[Photo object pointing records]
══════════

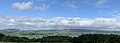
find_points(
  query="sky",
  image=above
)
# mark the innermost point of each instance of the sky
(60, 14)
(60, 8)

══════════

*PROBLEM DETAILS*. Repeat every line of the records above verbatim, leaving out the pictures.

*COMPLETED EXERCISE*.
find_points(
  query="sky",
  image=above
)
# mark the innermost point of each instance of the sky
(60, 14)
(60, 8)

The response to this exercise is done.